TASK SET —
#1 In the trading recap, how many pips did the USD/JPY TC LONG signal yield before stalling?
#2 Name every Yen pair that the trading recap describes as setting up in triangle or descending wedge patterns.
#3 Extend the trading recap beyond its final sentence.

Last week: I’d mentioned last week that I was looking to the Yen pairs as potential candidates for trading opportunity and they did not disappoint. The USD/JPY gave a great TC LONG signal early in the week, posted in real time through this link, and it yielded up to 150 pips before stalling. It was a pretty messy week apart from that though but I have new technical patterns to monitor for potential breakout opportunity in the coming week with the Yen pairs still in prime focus. The correlation between Stocks and Bonds is worth considering at the moment as well given recent Bond weakness.
Trend line breakouts and TC signals: there were a few trend line breakout trades last week and these were updated on my site here, here and here:
- USD/JPY: a TC signal for 150 pips and 6 R.
- Oil: 170 pips and 100 pips.
- EUR/USD: a TC signal for 4 R.
- GBP/JPY: 140 pips and a TC signal for 4 R.
- EUR/JPY: 50 pips and a TC signal for 4 R.
- EUR/AUD: 95 pips.
- GBP/NZD: 220 pips on Friday and a TC signal for 6 R.
- EUR/NZD: 100 pips on Friday.
Next week:
- FX Indices: The US$ index closed higher for the week and holds above major support but there is still some indecision being displayed. An update on the FX indices can be found through this link.
- Yen pairs: the Yen pairs are still in focus this week with the EUR/JPY, GBP/JPY, USD/JPY and AUD/JPY setting up in nice, well nice for me that is, triangle or descending wedge patterns.
- GBP/USD: will this be the week that the Cable shakes off the 1.40 level?
- End of Month: Next Wednesday marks the end of the month so watch for new monthly candles and new monthly pivots.

PROVIDED DATA —

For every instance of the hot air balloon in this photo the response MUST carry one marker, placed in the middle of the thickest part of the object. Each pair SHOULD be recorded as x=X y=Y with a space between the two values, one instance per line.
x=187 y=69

ANSWERS BELOW —
#1 Up to 150 pips.

#2 EUR/JPY, GBP/JPY, USD/JPY and AUD/JPY.

#3
- Bonds: the iShares 20+ Year Treasury Bond ETF, TLT, looks set to break down through a monthly support trend line and the 10-year Treasury Note ETF, TNX, looks set to make a bullish breakout but watch to see where these close on Wednesday though. Any follow-through on these ETF breakouts would help to underpin the 20+ Year Treasury Bond 3x Bear ETF, TMV:
- Stocks: The combination of falling Bonds and rising interest rates is being quoted by some as a negative for stocks given that ‘borrowing’ and the ‘cost of business’ generally increase in a higher interest rate regime. However, reading across this topic suggests that the type of correlation between Bonds and Stocks, positive or negative, varies depending on the underlying market conditions and the overall interest rate environment. Articles on the topic of Bond / Stock correlation can be found through the links here, here, here, hereand here and the general take away seems to be that any direct extrapolation of a decline with Bonds to result in a decline with Stocks is not clear cut. In fact, my crude attempt to highlight periods where the S&P500 traded inverse to Bonds is shown below; as you can see there have many periods over the last 20 years where they have traded directly and inversely to each other:
- Stocks Cont’d: This is not an exhaustive reading list by any means but simply a few of the most recent articles I found. It is worth noting that despite the recent shift with Bonds and Rates, mirrored in the TLT and TNX charts above, the four major US stock indices continue to hold above long-term trend lines. Watch to see how the monthly candles close on Wednesday though; for all of these instruments:
- Bitcoin: Bitcoin is still holding near the psychological $10,000 level. This is a major psychological zone for BTC/USD following the bounce up from the weekly 61.8% fib and $8,000 support level. Thus, I would not expect this region to be given up easily and would expect to see some extended choppiness around the zone from around $8,000 to $12,000 until either the Bulls or Bears triumph! Last week I listened to another good crypto podcast that I think is well worth listening to: This was from Futures Radio Show: Episode 183 Bridging the gap between Futures and Crypto with Michael Unetich from Trading Technologies (TT) (34 min). In March TT is launching what they call ‘a user friendly’ platform for the trading of both Spot and Futures Bitcoin.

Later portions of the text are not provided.